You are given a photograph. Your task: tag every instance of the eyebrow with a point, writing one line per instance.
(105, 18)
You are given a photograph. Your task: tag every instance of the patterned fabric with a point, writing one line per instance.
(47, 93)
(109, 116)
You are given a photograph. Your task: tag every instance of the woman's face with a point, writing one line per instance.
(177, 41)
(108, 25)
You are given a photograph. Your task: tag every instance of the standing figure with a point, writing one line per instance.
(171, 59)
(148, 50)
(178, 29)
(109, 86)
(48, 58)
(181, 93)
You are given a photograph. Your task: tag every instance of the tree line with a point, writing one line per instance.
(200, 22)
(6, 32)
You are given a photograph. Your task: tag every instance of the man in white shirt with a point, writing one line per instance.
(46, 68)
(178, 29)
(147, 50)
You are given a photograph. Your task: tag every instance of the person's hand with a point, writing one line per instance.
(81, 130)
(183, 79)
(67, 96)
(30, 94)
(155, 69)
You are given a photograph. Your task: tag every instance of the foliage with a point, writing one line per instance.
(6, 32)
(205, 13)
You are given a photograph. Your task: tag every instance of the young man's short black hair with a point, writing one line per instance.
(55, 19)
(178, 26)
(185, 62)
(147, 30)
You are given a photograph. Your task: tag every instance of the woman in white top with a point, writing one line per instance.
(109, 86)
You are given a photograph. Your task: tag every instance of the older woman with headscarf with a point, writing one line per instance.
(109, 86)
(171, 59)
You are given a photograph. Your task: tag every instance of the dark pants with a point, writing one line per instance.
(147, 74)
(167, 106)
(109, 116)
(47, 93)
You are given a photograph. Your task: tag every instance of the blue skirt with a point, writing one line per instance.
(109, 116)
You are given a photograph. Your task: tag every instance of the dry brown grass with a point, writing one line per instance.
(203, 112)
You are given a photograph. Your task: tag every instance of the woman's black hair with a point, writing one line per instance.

**What the task asks**.
Nothing in the listing above may be altered; transcribe all of it.

**Response to the exercise**.
You are given a photograph. Your task: tag every instance of the eyebrow with a point, writing one line per instance.
(105, 18)
You are given a photograph. Your task: tag every instance of the patterned fabric with a point, writing one line per instance.
(47, 93)
(109, 116)
You are given a photograph. Your task: tag every instance of the woman's face with a point, writing one line per instance.
(177, 41)
(108, 25)
You are given a photograph. Your task: tag every instance of the standing figure with a point, writing one line per instance.
(171, 59)
(148, 50)
(178, 29)
(109, 86)
(48, 58)
(181, 93)
You are given a photograph. Your task: tag every instance of the tree line with a point, writing one line per instance.
(200, 22)
(6, 32)
You are given a photograph. Your task: tag every instance of the man in white shirt with a point, writing one line per instance.
(46, 68)
(178, 29)
(147, 50)
You are given a photograph. Your task: tag every instance of the person's hand with a point, writing one line per instance.
(81, 130)
(183, 79)
(67, 96)
(30, 94)
(155, 69)
You are given a photograph. Your task: tag every instance of the foliage with a point, writing one line per instance.
(6, 32)
(205, 13)
You are given a photograph. Your task: tag every instance of the young man's short black hair with a point, writing one line per instance.
(55, 19)
(178, 26)
(185, 62)
(147, 30)
You are given a photograph. Your task: tag every instance of the woman in white top with a point, writing one line per instance.
(109, 86)
You are given a photograph. Your task: tag every instance of the older woman with headscarf with a point, writing one line per instance.
(109, 86)
(171, 59)
You are given a photograph. Your task: tag every instance of the dark pants with a point, writing one line per instance.
(147, 74)
(167, 106)
(109, 116)
(47, 93)
You are given a photograph. Your task: tag every instance of the blue skirt with a point, writing one line per instance.
(109, 116)
You are given a photograph. Your task: tag every instance of the dry brown grass with a point, writing one line per instance.
(203, 112)
You are given a photograph. Your task: tag every instance of the woman's black hair with a point, writing one line per instance.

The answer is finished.